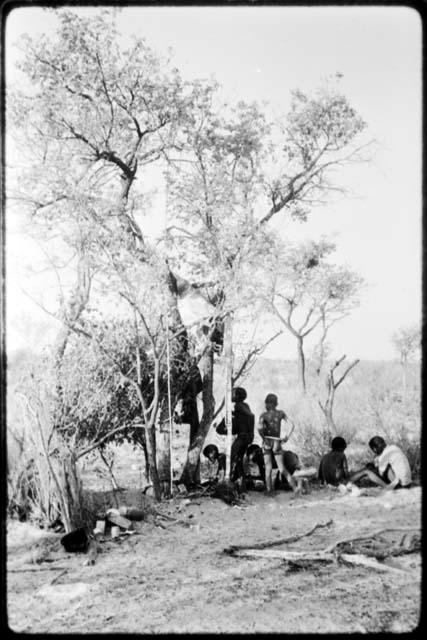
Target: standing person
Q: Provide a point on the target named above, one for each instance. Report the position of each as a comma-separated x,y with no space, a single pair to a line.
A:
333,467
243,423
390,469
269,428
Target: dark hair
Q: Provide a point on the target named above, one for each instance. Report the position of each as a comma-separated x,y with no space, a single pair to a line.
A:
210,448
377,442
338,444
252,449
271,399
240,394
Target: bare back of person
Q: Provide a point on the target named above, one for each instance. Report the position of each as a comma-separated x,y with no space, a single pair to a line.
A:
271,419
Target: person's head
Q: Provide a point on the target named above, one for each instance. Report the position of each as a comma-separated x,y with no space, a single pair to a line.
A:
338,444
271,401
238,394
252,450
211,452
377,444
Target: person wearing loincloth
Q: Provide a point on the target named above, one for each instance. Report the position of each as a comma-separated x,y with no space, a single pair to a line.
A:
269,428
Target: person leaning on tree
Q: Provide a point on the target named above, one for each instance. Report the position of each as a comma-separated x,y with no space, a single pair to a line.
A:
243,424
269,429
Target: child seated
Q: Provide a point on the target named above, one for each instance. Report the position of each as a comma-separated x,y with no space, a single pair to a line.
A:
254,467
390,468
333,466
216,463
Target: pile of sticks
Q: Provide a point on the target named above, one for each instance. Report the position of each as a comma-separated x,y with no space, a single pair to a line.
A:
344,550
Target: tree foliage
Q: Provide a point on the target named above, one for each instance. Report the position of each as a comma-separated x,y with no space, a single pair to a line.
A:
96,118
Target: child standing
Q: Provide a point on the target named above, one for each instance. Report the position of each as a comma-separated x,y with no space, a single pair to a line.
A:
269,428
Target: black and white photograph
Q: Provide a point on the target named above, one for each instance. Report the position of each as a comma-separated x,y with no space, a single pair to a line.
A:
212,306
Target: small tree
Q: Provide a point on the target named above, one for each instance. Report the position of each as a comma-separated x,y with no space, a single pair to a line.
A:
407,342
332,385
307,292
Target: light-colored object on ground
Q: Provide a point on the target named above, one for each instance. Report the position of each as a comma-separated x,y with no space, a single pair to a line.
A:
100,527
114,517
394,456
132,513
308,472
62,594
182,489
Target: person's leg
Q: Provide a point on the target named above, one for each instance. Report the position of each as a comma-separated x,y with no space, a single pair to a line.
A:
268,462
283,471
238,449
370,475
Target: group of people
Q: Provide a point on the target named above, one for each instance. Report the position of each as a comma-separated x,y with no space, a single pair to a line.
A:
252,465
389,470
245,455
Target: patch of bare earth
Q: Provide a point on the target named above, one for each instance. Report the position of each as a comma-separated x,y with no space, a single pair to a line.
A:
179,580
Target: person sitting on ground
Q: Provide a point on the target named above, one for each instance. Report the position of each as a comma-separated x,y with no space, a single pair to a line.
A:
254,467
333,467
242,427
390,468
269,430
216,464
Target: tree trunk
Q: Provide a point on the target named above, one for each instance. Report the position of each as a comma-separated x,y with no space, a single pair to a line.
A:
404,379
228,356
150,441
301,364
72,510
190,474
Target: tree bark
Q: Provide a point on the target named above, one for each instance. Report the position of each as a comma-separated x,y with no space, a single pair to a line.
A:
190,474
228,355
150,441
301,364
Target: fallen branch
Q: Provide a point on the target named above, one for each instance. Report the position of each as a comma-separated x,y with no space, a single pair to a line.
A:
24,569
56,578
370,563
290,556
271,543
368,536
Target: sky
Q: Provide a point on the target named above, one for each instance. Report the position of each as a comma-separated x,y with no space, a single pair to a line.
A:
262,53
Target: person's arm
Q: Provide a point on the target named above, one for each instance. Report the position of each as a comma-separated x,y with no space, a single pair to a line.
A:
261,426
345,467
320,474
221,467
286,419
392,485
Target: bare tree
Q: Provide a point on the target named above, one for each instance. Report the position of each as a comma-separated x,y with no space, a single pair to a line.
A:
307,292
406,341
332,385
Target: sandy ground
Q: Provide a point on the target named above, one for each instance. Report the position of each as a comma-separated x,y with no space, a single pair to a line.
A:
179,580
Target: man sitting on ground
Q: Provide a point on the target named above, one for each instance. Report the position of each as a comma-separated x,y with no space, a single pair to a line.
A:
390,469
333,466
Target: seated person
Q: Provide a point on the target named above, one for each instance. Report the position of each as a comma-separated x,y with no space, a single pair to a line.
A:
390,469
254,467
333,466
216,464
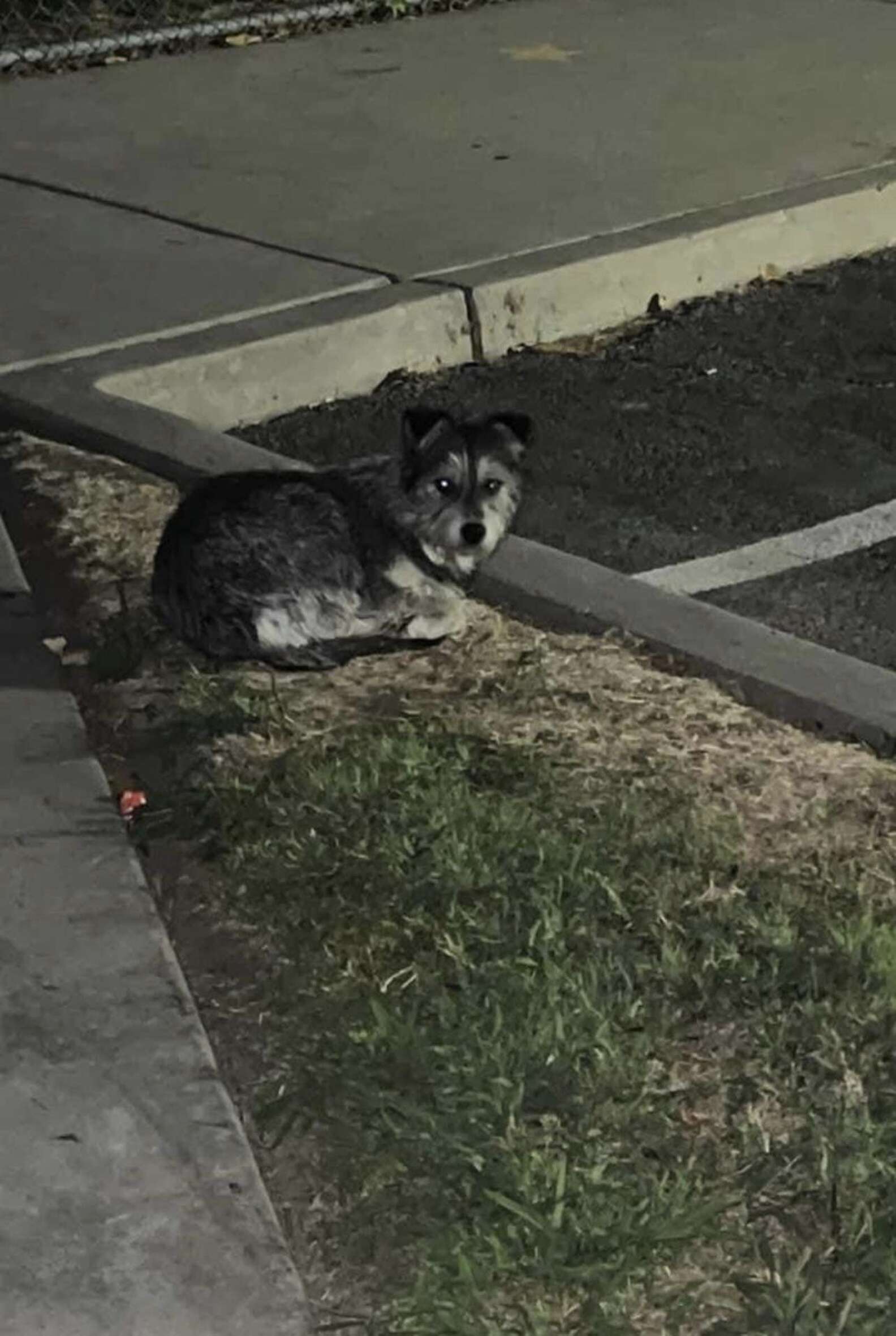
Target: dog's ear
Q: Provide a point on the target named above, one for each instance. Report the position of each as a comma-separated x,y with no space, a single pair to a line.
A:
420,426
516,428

> **WHAT YOU NEED TO DO**:
Look through the material above and print exactly the lines from the one containing "Target: bare tree" to the one containing "Target: sandy ground", both included, and nothing more.

> **REPLY TO THE TASK**:
Target: bare tree
Q: Provide a point on the target named above, one for each instance. Report the position of each as a comma-separated x,y with no space, a single pair to a line.
A:
307,292
406,341
332,385
Target: sandy ground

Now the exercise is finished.